==== Source document

Is there a way to read a file from a Kerberized HDFS into a non kerberized spark cluster given the keytab file, principal and other details?

I need to read data from a Kerberized HDFS cluster using webHDFS in a non Kerberized Spark cluster. I have access to the Keytab file, username/principal, and can access any other details needed to log in. I need to programmatically log in and allow my Spark cluster to read the file(s) from the Kerberized HDFS.
It looks like I can log in using this piece of code:
System.setProperty("java.security.krb5.kdc", "<kdc>")
System.setProperty("java.security.krb5.realm", "<realm>")
val conf = new Configuration()
conf.set("hadoop.security.authentication", "kerberos")
UserGroupInformation.setConfiguration(conf)
UserGroupInformation.loginUserFromKeytab("<my-principal>", "<keytab-file-path>/keytabFile.keytab")

========
==== Collected data

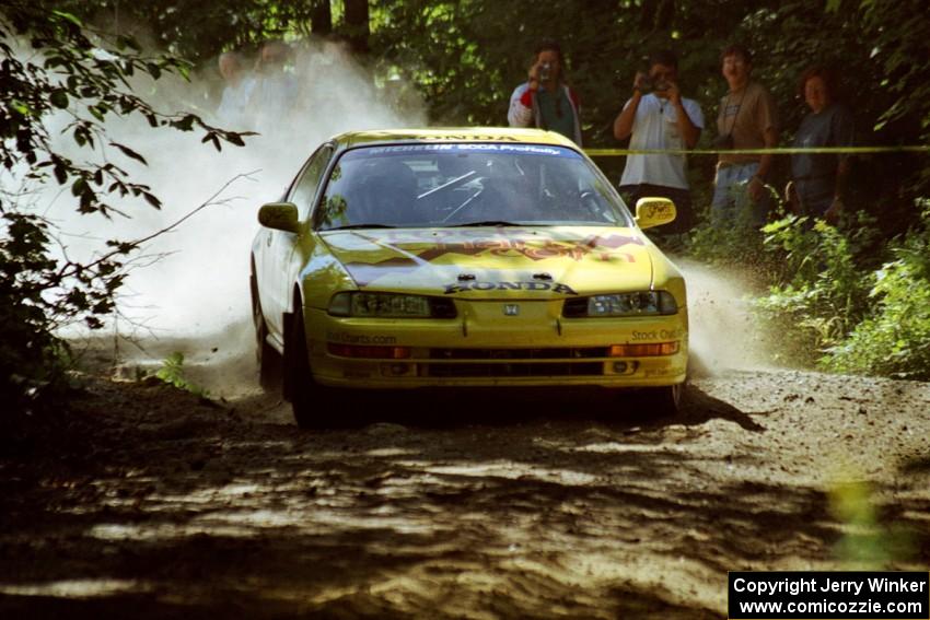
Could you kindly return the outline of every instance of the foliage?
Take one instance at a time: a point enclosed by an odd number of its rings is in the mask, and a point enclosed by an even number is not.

========

Work to complete.
a) According to the forum post, what does the poster plan to use to read data from the Kerberized HDFS cluster?
b) Retype the passage of the forum post from "I need to read" up to and including "UserGroupInformation.setConfiguration(conf)".

Answers by task.
a) webHDFS.

b)
I need to read data from a Kerberized HDFS cluster using webHDFS in a non Kerberized Spark cluster. I have access to the Keytab file, username/principal, and can access any other details needed to log in. I need to programmatically log in and allow my Spark cluster to read the file(s) from the Kerberized HDFS.
It looks like I can log in using this piece of code:
System.setProperty("java.security.krb5.kdc", "<kdc>")
System.setProperty("java.security.krb5.realm", "<realm>")
val conf = new Configuration()
conf.set("hadoop.security.authentication", "kerberos")
UserGroupInformation.setConfiguration(conf)